## Activity
Reproduce the data exactly as given, except for any images.

## Record extracts
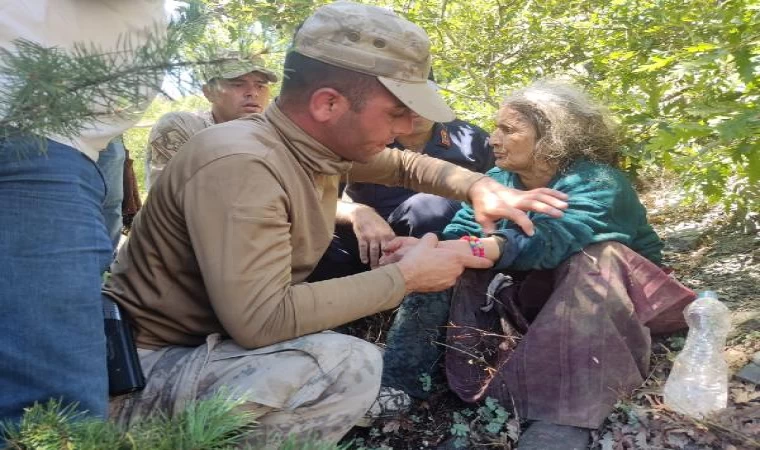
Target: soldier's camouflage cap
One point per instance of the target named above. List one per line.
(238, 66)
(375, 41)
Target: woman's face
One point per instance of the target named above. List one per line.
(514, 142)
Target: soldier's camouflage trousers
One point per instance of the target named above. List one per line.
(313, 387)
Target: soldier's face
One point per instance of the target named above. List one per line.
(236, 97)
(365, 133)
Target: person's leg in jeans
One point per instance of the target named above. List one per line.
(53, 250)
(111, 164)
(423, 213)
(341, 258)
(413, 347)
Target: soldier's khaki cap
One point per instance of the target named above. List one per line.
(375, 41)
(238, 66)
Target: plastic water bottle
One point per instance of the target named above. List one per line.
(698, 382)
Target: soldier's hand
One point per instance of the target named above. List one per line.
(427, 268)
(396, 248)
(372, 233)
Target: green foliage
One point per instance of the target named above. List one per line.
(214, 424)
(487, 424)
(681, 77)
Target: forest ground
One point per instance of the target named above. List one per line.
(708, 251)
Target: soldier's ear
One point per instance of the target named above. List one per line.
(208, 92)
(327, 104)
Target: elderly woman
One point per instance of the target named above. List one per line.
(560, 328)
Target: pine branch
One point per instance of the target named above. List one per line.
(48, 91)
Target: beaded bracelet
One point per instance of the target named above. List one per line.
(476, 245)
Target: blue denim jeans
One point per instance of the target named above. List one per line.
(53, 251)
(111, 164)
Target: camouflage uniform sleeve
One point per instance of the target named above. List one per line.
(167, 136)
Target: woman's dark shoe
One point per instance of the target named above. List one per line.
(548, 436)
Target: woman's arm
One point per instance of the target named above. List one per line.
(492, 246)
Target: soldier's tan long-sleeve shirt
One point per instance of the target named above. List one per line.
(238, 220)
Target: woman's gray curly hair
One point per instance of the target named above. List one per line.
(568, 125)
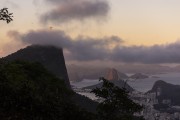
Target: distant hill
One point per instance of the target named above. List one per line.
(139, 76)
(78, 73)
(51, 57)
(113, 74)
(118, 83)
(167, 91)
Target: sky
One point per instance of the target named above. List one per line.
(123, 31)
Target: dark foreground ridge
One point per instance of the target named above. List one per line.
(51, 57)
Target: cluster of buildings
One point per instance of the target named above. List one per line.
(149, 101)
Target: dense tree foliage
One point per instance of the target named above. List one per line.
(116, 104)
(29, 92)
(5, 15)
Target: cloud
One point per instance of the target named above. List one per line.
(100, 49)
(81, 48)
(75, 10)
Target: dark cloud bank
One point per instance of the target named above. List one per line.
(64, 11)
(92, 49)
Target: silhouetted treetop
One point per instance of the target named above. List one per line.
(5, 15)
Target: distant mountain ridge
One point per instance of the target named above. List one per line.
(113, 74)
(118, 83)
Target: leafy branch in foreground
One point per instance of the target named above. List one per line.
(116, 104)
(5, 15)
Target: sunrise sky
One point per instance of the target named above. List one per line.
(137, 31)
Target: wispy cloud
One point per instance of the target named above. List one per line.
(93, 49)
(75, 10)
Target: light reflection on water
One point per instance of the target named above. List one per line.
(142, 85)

## Result below
Target: soldier's camouflage cap
One point per instance of the target named above. List one per line.
(238, 66)
(375, 41)
Target: woman's face
One point per instance of the target named above. List one per line.
(514, 142)
Target: soldier's camouflage trousers
One point per instance of the target named above. List one per line.
(313, 387)
Target: soldier's face
One point per instance of the target named above. List one per line.
(236, 97)
(365, 133)
Target: person's leg in jeans
One point per instance of the target named above. List one per line.
(53, 250)
(111, 164)
(423, 213)
(341, 258)
(413, 347)
Target: soldier's khaki cap
One point per instance of the target named above. List one per line.
(375, 41)
(238, 66)
Target: plastic water bottle
One point per instance of the target named above. List one per line.
(698, 382)
Target: soldier's hand
One point per instance of the target named above. List one per line.
(427, 268)
(396, 248)
(372, 233)
Target: green foliage
One point per instance of the target named above. List one per line.
(214, 424)
(487, 424)
(681, 77)
Target: forest ground
One point per instance of the target named above. List one per line.
(708, 251)
Target: soldier's ear
One point per instance of the target named above. List one per line.
(208, 92)
(327, 104)
Target: elderly woman
One point per instance of the target named above. List one per line.
(560, 328)
Target: pine branch
One point per instance of the target named above. List one per line.
(48, 91)
Target: beaded bracelet
One point per instance of the target named above. List one per line.
(476, 245)
Target: blue denim jeans
One point per instance of the target named above. List one per line.
(53, 251)
(111, 164)
Target: camouflage uniform sleeve
One point per instance of the target named above. List one per line.
(167, 136)
Target: woman's dark shoe
One point per instance of the target named above. List one per line.
(548, 436)
Target: woman's arm
One point per instance of the target named above. List one per line.
(492, 246)
Target: soldier's tan long-sleeve shirt
One point per instance of the target named above. List one per line.
(238, 220)
Target: woman's gray curly hair
One point per instance of the target named above. List one per line.
(568, 125)
Target: distant hill
One point per instance of the target named above. List one per line.
(139, 76)
(78, 73)
(51, 57)
(113, 74)
(118, 83)
(167, 91)
Target: sky
One point per instance of the target named above. List one per line.
(123, 31)
Target: dark foreground ridge
One point per instance of the target named above. List one per line.
(51, 57)
Target: cluster of buildings
One point per instance of the target named above. List one per line.
(149, 101)
Target: dense tree foliage
One point per instance of the target named above. List one per line.
(116, 104)
(29, 92)
(5, 15)
Target: cloud
One point per instance of the target named above. List one per line.
(100, 49)
(81, 48)
(75, 10)
Target: dark cloud bank
One point per instance of the target named above. List one per line.
(64, 11)
(92, 49)
Target: silhouetted treetop
One point per instance of the target named above. List one per line.
(5, 15)
Target: distant mountain ridge
One point per instance of the target named above. List one per line.
(113, 74)
(118, 83)
Target: leafy branch in foreground
One point per instance of the target named above. List one per line.
(116, 104)
(5, 15)
Target: sunrise sky
One point per instance of the target named above. List one per line.
(137, 31)
Target: wispy cloud
One point per instance of the target named above. List one per line.
(93, 49)
(75, 10)
Target: light reflection on water
One point per instance of the target named above. List one per line.
(142, 85)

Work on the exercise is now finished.